The percentage of Christians in Turkey fell from 17.5% (three million followers) in a population of 16 million to 2.5% percent in 1927. The drop was the result of events that had a significant impact on the country's demographic structure, such as the Armenian genocide, the population exchange between Greece and Turkey and the emigration of Christians that began in the late 19th century and gained pace in the first quarter of the 20th century. The Wealth Tax on non-Muslims in 1942, the emigration of a portion of Turkish Jews to Israel after 1948, and the ongoing Cyprus dispute, which damaged relations between Turks and Greeks (culminating in the Istanbul pogrom of 6–7 September 1955), were other important events that contributed to the decline of Turkey's non-Muslim population.

The Baháʼí Faith in Turkey has roots in Bahá'u'lláh's, the founder of the Baháʼí Faith, being exiled to Constantinople, current-day Istanbul, by the Ottoman authorities. Baháʼís cannot register with the government officially, but there are probably 10 to 20 thousand Baháʼís, and around a hundred Baháʼí Local Spiritual Assemblies in Turkey.

Tengrism is also one of the small religious minorities in Turkey. The interest in Tengrism, which is the old Turkic religion, has been increasing in recent years and the number of people who consider themselves Tengrists has increased.

A sizeable part of the autochthonous Yazidi population of Turkey fled the country for present-day Armenia and Georgia starting from the late 19th century. There are additional communities in Russia and Germany due to recent migration. The Yazidi community of Turkey declined precipitously during the 20th century. Most of them have immigrated to Europe, particularly Germany; those who remain reside primarily in villages in their former heartland of Tur Abdin.

Irreligion

Irreligion in Turkey is uncommon among Turks as Islam is the predominant faith however some secular officials have also claimed that atheism and deism are growing among Turkish people in recent years.The number of atheists increasing in Turkey According to Ipsos, which interviewed 17,180 adults across 22 countries poll's showed that 82% of Turkey was Muslim and 7% of those who were interviewed from Turkey followed no religion whereas 6% identified as "Spiritual but not religious".

▸ GIVEN TASK A
In the records, reproduce the lines from the one containing "Your task is to find sidewalk" through the one containing "(609, 476), (718, 534)", with "bounding box" changed to "bounding rectangle" and everything else left as it is.

▸ EXERCISE INPUTS
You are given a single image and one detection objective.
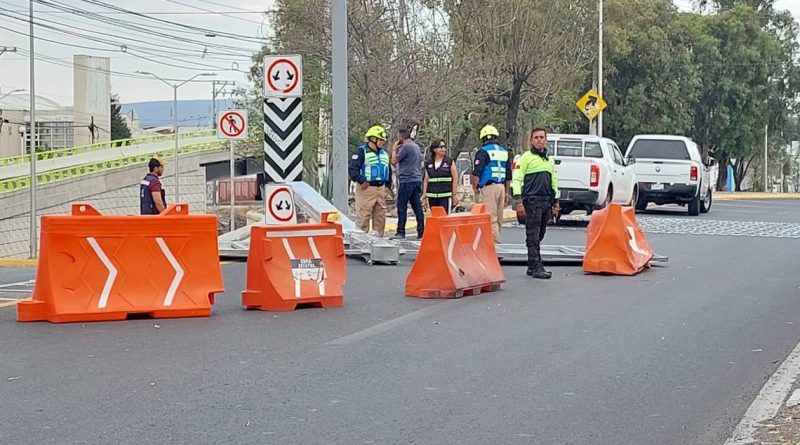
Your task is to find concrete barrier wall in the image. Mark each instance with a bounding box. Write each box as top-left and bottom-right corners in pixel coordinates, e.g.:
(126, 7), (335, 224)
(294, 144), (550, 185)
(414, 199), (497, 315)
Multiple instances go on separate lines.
(0, 151), (228, 258)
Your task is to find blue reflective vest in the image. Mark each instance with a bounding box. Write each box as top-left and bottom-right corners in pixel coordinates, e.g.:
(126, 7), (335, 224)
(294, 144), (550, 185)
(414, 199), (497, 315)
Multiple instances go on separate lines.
(478, 143), (508, 187)
(139, 173), (167, 215)
(359, 144), (389, 184)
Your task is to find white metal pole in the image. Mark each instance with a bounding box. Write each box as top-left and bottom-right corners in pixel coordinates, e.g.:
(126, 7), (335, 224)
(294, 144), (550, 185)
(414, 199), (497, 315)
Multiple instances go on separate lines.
(328, 1), (349, 212)
(230, 139), (236, 232)
(172, 85), (180, 204)
(597, 0), (603, 137)
(29, 0), (39, 258)
(764, 124), (769, 192)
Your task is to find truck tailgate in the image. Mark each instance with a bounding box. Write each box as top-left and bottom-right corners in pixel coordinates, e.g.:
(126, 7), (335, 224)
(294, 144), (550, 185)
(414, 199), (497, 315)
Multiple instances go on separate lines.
(556, 157), (593, 189)
(633, 159), (694, 184)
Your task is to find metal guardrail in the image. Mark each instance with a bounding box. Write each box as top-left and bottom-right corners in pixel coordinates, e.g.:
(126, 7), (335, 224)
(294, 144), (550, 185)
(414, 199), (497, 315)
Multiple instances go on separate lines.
(0, 141), (227, 194)
(0, 130), (216, 167)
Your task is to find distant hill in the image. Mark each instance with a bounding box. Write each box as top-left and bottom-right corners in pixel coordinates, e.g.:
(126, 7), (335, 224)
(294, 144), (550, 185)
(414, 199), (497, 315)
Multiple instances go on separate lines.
(122, 99), (233, 128)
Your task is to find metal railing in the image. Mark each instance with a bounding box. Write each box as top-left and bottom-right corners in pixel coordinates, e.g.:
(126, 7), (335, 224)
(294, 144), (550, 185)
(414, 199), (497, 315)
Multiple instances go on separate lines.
(0, 130), (216, 167)
(0, 141), (227, 194)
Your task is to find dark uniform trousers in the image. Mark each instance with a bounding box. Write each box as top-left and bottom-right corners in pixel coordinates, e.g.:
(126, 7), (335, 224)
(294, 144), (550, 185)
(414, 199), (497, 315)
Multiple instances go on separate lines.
(522, 196), (553, 262)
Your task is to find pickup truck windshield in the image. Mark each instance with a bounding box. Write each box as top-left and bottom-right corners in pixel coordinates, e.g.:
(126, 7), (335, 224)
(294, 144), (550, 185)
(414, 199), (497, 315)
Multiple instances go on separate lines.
(628, 139), (691, 160)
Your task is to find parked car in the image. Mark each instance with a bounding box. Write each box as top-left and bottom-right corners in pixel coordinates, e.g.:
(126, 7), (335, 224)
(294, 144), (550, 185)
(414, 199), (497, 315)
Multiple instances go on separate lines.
(625, 135), (716, 216)
(513, 134), (638, 219)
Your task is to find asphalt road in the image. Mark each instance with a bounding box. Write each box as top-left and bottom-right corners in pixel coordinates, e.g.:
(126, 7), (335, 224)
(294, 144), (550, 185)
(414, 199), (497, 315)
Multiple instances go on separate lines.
(0, 201), (800, 445)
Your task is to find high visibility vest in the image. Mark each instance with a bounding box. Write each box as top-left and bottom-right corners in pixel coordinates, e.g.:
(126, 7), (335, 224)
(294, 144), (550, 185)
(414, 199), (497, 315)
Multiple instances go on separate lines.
(478, 143), (508, 187)
(360, 144), (389, 184)
(139, 173), (167, 215)
(425, 156), (453, 198)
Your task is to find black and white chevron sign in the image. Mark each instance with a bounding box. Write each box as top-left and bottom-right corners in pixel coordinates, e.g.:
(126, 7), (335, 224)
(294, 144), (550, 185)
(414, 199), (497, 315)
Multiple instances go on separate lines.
(264, 97), (303, 182)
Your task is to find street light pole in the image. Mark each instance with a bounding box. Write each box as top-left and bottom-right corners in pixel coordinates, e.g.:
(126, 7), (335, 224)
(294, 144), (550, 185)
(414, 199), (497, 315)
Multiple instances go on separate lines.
(29, 0), (39, 258)
(329, 1), (349, 213)
(136, 71), (216, 204)
(597, 0), (603, 137)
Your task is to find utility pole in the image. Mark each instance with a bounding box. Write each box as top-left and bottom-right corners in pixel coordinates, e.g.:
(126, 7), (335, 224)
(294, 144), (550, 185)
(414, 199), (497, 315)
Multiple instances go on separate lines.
(28, 0), (39, 258)
(597, 0), (603, 137)
(329, 1), (349, 213)
(764, 123), (769, 192)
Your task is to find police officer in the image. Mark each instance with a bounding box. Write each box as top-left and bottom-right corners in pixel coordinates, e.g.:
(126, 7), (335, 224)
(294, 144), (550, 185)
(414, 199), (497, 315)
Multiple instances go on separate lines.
(511, 128), (560, 280)
(470, 125), (511, 243)
(348, 125), (392, 237)
(139, 158), (167, 215)
(422, 139), (458, 213)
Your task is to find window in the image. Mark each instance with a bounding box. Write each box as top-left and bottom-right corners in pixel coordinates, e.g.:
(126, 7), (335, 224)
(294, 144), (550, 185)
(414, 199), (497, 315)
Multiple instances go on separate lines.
(556, 141), (583, 158)
(628, 139), (691, 160)
(583, 142), (603, 158)
(611, 144), (625, 166)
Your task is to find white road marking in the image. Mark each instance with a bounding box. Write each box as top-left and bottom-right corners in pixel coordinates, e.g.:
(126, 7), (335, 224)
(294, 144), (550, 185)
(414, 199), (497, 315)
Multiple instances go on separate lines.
(156, 238), (184, 306)
(725, 343), (800, 445)
(86, 237), (117, 309)
(325, 300), (450, 346)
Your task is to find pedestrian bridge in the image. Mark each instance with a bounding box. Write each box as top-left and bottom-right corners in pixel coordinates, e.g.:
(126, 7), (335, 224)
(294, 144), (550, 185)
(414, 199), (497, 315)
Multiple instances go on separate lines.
(0, 131), (228, 258)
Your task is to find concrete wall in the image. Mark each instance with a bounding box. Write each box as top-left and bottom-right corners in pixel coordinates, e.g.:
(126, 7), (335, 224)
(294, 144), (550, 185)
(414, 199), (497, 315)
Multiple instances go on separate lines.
(72, 54), (111, 146)
(0, 151), (228, 258)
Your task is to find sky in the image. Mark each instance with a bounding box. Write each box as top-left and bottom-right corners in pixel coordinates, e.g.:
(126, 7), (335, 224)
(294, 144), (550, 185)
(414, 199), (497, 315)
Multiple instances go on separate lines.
(0, 0), (272, 106)
(0, 0), (800, 106)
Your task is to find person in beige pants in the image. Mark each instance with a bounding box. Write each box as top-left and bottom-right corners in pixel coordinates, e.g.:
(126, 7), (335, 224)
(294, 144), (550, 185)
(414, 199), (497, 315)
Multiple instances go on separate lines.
(470, 125), (512, 243)
(348, 125), (392, 237)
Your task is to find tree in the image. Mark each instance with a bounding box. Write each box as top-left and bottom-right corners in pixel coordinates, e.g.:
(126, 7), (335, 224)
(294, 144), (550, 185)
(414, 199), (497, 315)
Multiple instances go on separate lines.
(444, 0), (595, 146)
(111, 94), (131, 141)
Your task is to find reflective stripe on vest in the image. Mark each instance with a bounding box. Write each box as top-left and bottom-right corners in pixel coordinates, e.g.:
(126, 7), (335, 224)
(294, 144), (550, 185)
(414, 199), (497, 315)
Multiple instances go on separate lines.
(478, 144), (508, 187)
(361, 145), (389, 184)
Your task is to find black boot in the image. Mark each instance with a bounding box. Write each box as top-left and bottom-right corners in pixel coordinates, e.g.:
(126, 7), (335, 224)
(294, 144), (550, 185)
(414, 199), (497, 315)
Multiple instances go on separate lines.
(531, 261), (553, 280)
(525, 260), (536, 277)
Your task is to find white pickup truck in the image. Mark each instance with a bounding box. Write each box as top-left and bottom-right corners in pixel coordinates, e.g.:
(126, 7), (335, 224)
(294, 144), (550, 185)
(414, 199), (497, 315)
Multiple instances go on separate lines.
(625, 135), (716, 216)
(514, 134), (638, 215)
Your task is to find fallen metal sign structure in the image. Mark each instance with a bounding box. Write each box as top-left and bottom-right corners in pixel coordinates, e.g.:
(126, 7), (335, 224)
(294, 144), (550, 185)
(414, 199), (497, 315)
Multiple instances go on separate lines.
(218, 182), (669, 265)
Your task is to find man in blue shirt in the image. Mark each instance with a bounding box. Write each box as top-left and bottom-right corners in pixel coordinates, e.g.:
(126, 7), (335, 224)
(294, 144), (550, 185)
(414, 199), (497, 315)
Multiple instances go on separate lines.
(470, 125), (511, 243)
(392, 127), (425, 239)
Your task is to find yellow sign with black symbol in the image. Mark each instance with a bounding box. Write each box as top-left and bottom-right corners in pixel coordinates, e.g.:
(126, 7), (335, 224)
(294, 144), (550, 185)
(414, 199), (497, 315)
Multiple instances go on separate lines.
(575, 88), (608, 121)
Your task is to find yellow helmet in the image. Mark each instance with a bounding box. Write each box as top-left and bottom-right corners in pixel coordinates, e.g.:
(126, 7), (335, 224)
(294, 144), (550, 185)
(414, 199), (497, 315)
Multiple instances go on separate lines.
(480, 125), (500, 140)
(364, 125), (389, 141)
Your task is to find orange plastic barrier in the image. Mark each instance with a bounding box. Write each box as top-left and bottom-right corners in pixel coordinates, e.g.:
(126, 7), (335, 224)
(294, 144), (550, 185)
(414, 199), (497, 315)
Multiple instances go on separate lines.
(406, 204), (506, 298)
(583, 204), (653, 275)
(17, 203), (223, 323)
(242, 214), (346, 311)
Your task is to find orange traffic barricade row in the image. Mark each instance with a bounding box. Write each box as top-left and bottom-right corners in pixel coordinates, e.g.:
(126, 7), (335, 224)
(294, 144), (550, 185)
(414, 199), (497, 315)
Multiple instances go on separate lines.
(583, 204), (654, 275)
(406, 204), (506, 298)
(242, 214), (346, 311)
(17, 204), (223, 323)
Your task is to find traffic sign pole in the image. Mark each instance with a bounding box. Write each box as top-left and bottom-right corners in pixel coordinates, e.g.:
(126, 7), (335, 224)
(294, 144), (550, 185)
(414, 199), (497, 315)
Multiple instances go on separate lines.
(230, 139), (236, 232)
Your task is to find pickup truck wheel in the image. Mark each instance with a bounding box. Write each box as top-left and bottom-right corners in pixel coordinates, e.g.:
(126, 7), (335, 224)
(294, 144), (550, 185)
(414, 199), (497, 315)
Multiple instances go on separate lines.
(700, 189), (713, 213)
(636, 196), (647, 212)
(689, 193), (700, 216)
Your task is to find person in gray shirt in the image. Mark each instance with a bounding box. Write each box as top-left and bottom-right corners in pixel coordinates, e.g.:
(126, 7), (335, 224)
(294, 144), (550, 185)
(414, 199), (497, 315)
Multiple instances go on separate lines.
(392, 127), (425, 239)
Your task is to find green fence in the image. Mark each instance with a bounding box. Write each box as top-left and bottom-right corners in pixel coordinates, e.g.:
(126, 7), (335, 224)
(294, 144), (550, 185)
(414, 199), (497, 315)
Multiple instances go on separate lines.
(0, 141), (227, 194)
(0, 130), (216, 167)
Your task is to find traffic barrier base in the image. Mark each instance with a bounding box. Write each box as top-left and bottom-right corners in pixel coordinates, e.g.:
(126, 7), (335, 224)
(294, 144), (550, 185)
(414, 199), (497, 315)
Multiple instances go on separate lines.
(583, 204), (654, 275)
(242, 214), (346, 311)
(405, 204), (506, 298)
(17, 204), (223, 323)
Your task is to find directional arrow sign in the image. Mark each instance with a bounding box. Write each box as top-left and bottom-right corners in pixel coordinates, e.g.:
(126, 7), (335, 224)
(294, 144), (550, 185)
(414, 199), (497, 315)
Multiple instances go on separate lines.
(264, 184), (297, 225)
(264, 55), (303, 97)
(575, 88), (607, 121)
(264, 97), (303, 182)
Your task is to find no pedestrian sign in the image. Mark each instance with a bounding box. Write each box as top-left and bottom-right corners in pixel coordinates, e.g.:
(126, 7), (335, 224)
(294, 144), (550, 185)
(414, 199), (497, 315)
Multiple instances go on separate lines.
(264, 184), (297, 224)
(264, 55), (303, 98)
(217, 110), (247, 139)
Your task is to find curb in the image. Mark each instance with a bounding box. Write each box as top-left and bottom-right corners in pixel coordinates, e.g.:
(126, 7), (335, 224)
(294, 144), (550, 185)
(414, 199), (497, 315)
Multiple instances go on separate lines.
(714, 192), (800, 201)
(0, 258), (39, 267)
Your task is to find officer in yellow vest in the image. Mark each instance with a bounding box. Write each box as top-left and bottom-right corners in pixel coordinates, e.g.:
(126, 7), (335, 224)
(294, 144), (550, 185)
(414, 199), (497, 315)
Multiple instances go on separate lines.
(511, 128), (560, 280)
(348, 125), (392, 237)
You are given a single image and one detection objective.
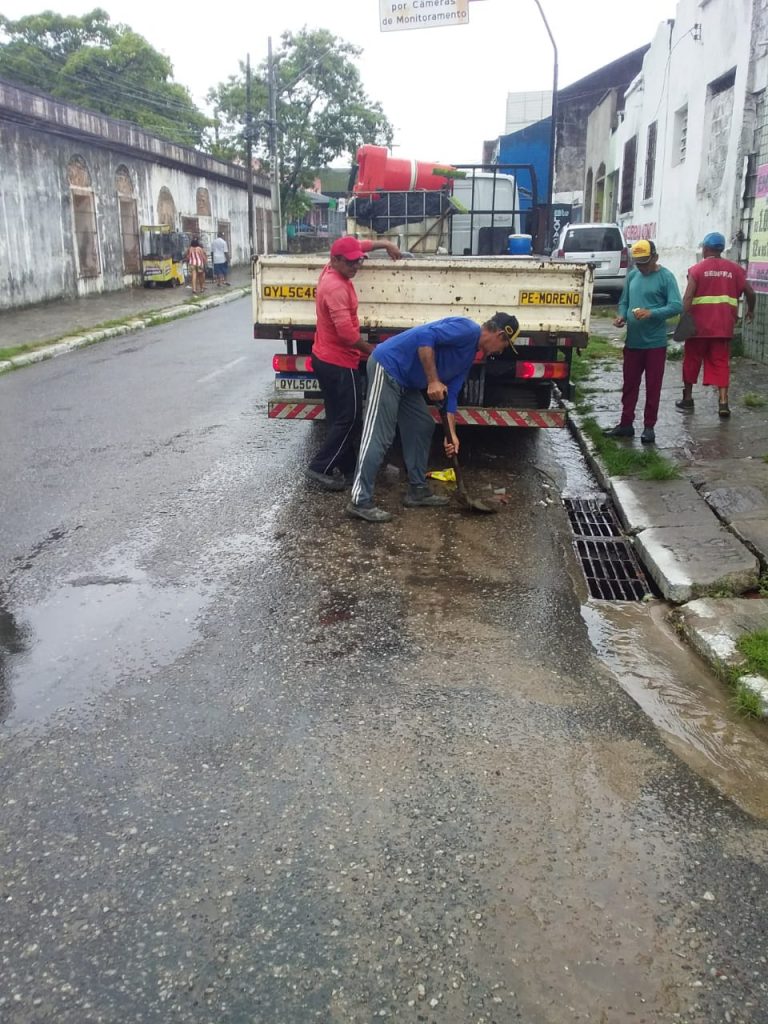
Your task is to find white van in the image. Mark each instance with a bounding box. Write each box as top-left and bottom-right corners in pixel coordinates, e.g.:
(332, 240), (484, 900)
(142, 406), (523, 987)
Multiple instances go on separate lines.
(552, 223), (630, 301)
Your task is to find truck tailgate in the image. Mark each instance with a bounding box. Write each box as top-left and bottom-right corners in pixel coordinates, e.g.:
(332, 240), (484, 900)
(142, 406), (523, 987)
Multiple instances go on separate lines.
(253, 256), (592, 342)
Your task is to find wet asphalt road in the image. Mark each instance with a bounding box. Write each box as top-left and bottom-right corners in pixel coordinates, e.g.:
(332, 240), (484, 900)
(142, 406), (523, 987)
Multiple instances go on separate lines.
(0, 301), (768, 1024)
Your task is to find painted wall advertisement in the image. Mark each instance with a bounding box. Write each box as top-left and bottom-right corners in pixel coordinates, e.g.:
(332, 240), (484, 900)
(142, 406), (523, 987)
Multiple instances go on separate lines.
(746, 164), (768, 292)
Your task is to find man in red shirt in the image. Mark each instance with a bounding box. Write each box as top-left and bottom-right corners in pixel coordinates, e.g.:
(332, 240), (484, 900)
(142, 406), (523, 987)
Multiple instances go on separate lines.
(307, 237), (402, 490)
(675, 231), (755, 419)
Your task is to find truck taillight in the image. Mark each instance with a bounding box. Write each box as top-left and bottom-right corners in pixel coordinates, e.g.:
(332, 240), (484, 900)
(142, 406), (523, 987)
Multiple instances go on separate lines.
(516, 361), (568, 380)
(272, 352), (313, 374)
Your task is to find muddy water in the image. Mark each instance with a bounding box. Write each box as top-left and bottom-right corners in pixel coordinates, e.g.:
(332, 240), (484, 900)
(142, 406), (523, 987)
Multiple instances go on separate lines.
(582, 602), (768, 818)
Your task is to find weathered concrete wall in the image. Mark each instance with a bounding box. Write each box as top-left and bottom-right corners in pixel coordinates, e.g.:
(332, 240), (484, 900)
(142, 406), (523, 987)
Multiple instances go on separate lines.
(0, 82), (271, 309)
(606, 0), (752, 285)
(555, 46), (647, 203)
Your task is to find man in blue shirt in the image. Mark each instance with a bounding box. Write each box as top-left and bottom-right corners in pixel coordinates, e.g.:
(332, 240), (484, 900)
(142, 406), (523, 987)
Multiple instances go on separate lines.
(603, 239), (683, 444)
(347, 312), (520, 522)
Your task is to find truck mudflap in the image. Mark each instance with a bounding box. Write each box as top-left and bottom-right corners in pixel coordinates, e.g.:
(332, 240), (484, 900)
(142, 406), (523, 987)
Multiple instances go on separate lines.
(269, 398), (567, 428)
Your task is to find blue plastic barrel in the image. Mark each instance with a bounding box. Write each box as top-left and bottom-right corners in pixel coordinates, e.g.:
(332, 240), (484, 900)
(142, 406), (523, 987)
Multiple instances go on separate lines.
(507, 234), (534, 256)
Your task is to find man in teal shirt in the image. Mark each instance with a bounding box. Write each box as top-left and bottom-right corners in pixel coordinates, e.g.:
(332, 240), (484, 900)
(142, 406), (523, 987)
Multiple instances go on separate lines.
(605, 239), (683, 444)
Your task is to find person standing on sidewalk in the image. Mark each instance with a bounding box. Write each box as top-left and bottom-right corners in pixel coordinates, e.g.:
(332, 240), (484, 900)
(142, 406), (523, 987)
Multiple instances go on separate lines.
(346, 312), (520, 522)
(307, 237), (402, 490)
(211, 231), (229, 288)
(603, 239), (683, 444)
(675, 231), (755, 419)
(186, 238), (208, 295)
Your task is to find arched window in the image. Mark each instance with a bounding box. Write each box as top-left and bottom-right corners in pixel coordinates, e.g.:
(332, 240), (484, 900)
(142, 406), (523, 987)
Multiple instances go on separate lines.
(115, 164), (141, 273)
(584, 167), (593, 225)
(197, 188), (211, 217)
(593, 164), (605, 220)
(158, 185), (176, 227)
(67, 156), (101, 278)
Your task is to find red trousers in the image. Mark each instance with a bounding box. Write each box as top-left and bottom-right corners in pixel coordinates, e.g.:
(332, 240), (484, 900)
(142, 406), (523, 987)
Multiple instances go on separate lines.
(683, 338), (731, 387)
(622, 345), (667, 427)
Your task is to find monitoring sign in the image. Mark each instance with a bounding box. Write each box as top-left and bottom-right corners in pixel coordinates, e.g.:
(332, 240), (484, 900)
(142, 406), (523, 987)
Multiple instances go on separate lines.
(379, 0), (469, 32)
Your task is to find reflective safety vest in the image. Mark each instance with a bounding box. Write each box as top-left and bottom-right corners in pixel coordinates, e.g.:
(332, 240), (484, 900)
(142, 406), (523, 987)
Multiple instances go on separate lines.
(688, 256), (746, 338)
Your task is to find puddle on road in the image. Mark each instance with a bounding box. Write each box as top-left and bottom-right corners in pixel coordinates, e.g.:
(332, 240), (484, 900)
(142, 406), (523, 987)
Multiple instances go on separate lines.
(582, 602), (768, 818)
(0, 565), (210, 726)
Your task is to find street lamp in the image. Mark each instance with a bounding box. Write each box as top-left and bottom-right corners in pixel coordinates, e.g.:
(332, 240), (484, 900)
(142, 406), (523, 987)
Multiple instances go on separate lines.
(534, 0), (557, 250)
(267, 36), (286, 252)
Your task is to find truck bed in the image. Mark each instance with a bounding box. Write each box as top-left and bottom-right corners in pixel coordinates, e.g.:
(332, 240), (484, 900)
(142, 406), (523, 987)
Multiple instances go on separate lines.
(253, 256), (592, 427)
(253, 256), (592, 344)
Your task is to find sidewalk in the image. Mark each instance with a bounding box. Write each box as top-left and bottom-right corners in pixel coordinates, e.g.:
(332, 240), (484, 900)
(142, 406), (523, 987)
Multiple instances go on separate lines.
(570, 317), (768, 716)
(0, 264), (251, 348)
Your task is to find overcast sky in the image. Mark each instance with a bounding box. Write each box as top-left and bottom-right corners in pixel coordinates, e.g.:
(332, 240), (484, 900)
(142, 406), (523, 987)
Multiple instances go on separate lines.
(2, 0), (676, 163)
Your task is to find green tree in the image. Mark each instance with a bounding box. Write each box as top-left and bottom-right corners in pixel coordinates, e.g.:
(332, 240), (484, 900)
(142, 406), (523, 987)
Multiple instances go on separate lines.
(0, 7), (210, 145)
(208, 28), (392, 211)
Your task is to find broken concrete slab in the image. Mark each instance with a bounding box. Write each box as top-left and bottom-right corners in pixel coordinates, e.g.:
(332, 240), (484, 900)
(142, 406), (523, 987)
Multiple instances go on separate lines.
(675, 598), (768, 717)
(689, 459), (768, 562)
(635, 524), (760, 604)
(675, 597), (768, 668)
(609, 476), (718, 534)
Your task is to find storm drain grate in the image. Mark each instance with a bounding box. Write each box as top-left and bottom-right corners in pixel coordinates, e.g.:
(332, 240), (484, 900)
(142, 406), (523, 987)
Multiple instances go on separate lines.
(563, 498), (622, 537)
(573, 537), (651, 601)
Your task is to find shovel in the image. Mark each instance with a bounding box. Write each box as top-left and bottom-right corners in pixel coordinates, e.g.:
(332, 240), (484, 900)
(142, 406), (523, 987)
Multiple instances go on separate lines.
(440, 406), (499, 512)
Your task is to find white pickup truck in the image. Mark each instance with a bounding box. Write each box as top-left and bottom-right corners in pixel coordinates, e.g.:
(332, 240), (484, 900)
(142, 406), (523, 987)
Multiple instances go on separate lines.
(253, 256), (592, 427)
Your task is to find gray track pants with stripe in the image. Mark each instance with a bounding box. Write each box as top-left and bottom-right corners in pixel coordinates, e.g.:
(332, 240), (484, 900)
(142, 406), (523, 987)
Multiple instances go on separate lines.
(352, 355), (435, 508)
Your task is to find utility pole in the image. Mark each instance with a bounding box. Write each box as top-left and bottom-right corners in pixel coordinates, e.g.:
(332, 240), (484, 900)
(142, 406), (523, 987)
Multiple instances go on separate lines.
(267, 36), (286, 253)
(246, 53), (256, 259)
(534, 0), (557, 252)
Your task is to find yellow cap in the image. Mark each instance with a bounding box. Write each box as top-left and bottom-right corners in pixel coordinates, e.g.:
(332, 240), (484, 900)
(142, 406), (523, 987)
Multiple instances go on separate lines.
(632, 239), (656, 263)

▸ GIVEN TASK B
According to the text on religion in Turkey, about how many Baháʼí Local Spiritual Assemblies are there in Turkey?

▸ TASK SOLUTION A
Your task is to find sidewalk in the image. Mark each instance with a bounding rectangle. Write each box as top-left and bottom-right corners in pixel coordinates, e.g.:
(332, 240), (484, 900)
(142, 406), (523, 987)
Multiple instances go on separate lines.
(570, 317), (768, 716)
(0, 264), (251, 348)
Your task is to find overcast sky in the image. Mark each instance with a bounding rectangle. Write each box as top-left and bottom-right corners in pixel coordinates, e.g.:
(332, 240), (484, 900)
(142, 406), (523, 987)
Multiple instances go on separate lines.
(2, 0), (676, 163)
Your task is to find green tree in the image. Mark each instance with a bounding rectangle. Write each box as top-left and bottom-right corners in pixel coordinates, e.g.:
(332, 240), (484, 900)
(142, 406), (523, 987)
Multiple instances go on separate lines.
(0, 7), (210, 145)
(208, 28), (392, 211)
Your task is to find broken concrete slab in the image. Mark each instance with a bounding rectangle. Write each box as top-left and bottom-right corners in pixel coordinates, e.g.:
(332, 240), (484, 900)
(142, 406), (523, 987)
Multiple instances go on separate lines.
(675, 598), (768, 717)
(689, 459), (768, 562)
(635, 524), (760, 604)
(675, 597), (768, 668)
(609, 476), (718, 534)

▸ TASK SOLUTION B
Around a hundred.